Task directions -
Condense the paragraph of the London trip account below that begins "We arrived at the entrance" into a short bulleted list, keeping its main facts.

Reading passage -
Happy Thanksgiving! We just got back from a trip to London, England! Well we got back on Tuesday. The trip was great because I was not on any medication and had no dietary restrictions, and the food and drink in London is top notch. But we did hit a snag at the beginning of the trip.
Here’s what happened: there’s a train called the Heathrow Express that takes you from the airport to London. You have to buy tickets for the Heathrow Express. When we were in the tunnel walking toward the Heathrow Express, we bought round trip tickets for a discount price.
We arrived at the entrance to the Heathrow Express, and next to the entrance there is a station to buy Oyster cards. Oyster cards allow you to ride the Tube (London’s subway) and use the bus transportation system. We bought two Oyster cards and put 20 pounds on them, thinking that would get us through the week.
Then we exited to get to the Heathrow Express, but instead of using my Express voucher, I used my Oyster card! Since there were Oyster signs all over the machine, I thought it was an Oyster machine! It deducted 9 pounds and let me through. David said, “No! You were supposed to use the Express ticket!” I was beside myself, because I had just wasted 9 pounds. We found a station attendant who told us this amount would not really be deducted. (He was incorrect.) I felt like I had wasted money the entire ride from the Express to Paddington Station.
At Paddington Station we carted our luggage down to a transfer line on the Tube. Mobile phones don’t work in the tunnel, so I pulled out a Tube map. “Put away that map please,” David said, because he was worried it made us look like tourists. We had luggage with us and David was wearing sweatpants, so I thought we looked like tourists anyway, and we were tourists, so I thought playing the part would be fine. One of the people in the rush hour commute asked where we were looking for, and he told us, so we thanked him and headed in that direction. We boarded our train which was packed to the brim. I had to climb up on a ledge at one point to make space. I couldn’t believe how packed every train car was.

Entries shown -

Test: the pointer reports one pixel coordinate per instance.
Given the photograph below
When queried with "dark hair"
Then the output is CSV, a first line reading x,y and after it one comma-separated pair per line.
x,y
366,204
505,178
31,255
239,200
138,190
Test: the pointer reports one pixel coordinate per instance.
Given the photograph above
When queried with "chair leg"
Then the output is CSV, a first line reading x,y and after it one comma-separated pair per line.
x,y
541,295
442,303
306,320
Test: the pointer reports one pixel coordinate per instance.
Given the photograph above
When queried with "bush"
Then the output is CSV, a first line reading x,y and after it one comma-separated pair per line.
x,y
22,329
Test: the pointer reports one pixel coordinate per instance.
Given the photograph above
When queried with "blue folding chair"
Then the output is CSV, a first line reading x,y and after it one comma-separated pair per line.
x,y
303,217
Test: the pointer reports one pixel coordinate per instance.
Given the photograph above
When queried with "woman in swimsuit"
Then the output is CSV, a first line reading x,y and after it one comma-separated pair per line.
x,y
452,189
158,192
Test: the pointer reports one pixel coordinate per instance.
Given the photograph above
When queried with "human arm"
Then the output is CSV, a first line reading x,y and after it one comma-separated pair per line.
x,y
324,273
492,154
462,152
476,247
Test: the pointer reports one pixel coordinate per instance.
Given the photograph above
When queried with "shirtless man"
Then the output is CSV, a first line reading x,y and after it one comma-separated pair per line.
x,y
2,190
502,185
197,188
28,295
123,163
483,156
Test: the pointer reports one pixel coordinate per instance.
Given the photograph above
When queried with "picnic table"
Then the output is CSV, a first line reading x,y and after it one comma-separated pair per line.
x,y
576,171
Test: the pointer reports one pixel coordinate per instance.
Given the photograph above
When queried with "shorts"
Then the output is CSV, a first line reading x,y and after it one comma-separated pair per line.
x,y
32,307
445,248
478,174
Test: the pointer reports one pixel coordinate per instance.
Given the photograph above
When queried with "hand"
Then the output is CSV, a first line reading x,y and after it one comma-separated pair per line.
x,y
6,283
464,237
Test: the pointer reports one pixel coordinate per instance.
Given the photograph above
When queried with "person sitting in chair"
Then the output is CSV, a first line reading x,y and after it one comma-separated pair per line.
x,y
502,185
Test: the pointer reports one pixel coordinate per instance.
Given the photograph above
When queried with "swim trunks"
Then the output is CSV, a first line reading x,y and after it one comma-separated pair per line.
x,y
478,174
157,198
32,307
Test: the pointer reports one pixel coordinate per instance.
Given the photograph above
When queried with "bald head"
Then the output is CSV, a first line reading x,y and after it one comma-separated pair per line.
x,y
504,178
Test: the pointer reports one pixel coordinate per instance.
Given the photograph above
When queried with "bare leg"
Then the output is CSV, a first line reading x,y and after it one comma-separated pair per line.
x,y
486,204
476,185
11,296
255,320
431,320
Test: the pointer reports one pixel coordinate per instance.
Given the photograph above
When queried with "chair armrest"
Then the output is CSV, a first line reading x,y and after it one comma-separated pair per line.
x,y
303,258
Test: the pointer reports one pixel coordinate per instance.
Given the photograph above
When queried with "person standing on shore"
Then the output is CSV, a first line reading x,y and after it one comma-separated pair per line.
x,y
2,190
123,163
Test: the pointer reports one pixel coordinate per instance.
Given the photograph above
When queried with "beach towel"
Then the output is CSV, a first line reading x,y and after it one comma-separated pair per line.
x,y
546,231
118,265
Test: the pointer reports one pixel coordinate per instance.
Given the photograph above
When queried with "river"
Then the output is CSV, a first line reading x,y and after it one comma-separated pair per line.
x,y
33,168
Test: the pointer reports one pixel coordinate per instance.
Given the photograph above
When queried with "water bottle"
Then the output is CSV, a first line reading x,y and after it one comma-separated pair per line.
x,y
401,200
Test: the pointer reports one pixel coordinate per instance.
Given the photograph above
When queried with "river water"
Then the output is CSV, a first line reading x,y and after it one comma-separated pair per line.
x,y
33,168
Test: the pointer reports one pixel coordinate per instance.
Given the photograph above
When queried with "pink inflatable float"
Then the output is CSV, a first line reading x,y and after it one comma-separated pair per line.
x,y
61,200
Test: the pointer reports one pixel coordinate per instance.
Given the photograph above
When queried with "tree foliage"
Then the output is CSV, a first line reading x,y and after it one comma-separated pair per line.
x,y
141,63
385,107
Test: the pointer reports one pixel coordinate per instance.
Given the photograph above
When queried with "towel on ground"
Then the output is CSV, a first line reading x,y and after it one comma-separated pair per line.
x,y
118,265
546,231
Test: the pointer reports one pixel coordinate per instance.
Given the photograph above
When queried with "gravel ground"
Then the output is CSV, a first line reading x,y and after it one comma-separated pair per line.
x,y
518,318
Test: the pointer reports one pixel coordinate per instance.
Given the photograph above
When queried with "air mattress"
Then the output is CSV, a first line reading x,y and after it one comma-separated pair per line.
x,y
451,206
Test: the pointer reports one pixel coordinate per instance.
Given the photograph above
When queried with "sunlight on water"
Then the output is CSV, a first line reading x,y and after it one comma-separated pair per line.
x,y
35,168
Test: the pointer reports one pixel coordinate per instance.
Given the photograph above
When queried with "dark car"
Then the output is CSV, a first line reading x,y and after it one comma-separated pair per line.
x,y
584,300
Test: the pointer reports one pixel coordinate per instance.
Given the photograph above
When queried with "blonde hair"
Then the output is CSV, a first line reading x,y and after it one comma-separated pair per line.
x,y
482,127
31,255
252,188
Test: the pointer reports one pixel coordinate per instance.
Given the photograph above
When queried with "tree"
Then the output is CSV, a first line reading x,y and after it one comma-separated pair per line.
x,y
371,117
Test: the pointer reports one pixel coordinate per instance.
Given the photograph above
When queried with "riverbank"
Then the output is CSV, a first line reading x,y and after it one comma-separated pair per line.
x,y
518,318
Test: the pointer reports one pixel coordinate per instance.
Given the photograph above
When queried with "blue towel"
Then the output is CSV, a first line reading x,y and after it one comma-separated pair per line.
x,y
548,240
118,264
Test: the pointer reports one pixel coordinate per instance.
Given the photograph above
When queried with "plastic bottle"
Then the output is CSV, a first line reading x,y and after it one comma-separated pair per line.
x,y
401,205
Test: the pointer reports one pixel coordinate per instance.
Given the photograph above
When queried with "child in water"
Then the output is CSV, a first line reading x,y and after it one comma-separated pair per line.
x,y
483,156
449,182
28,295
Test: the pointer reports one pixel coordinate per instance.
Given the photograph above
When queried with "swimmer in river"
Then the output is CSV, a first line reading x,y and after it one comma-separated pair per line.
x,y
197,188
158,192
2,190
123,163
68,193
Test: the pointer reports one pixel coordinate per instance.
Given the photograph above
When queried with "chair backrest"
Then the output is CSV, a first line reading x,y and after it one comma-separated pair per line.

Result below -
- A station selling Oyster cards stands beside the Heathrow Express entrance.
- Oyster cards cover rides on the Tube (London's subway) and the bus system.
- We bought two Oyster cards and put 20 pounds on them, expecting that to last the week.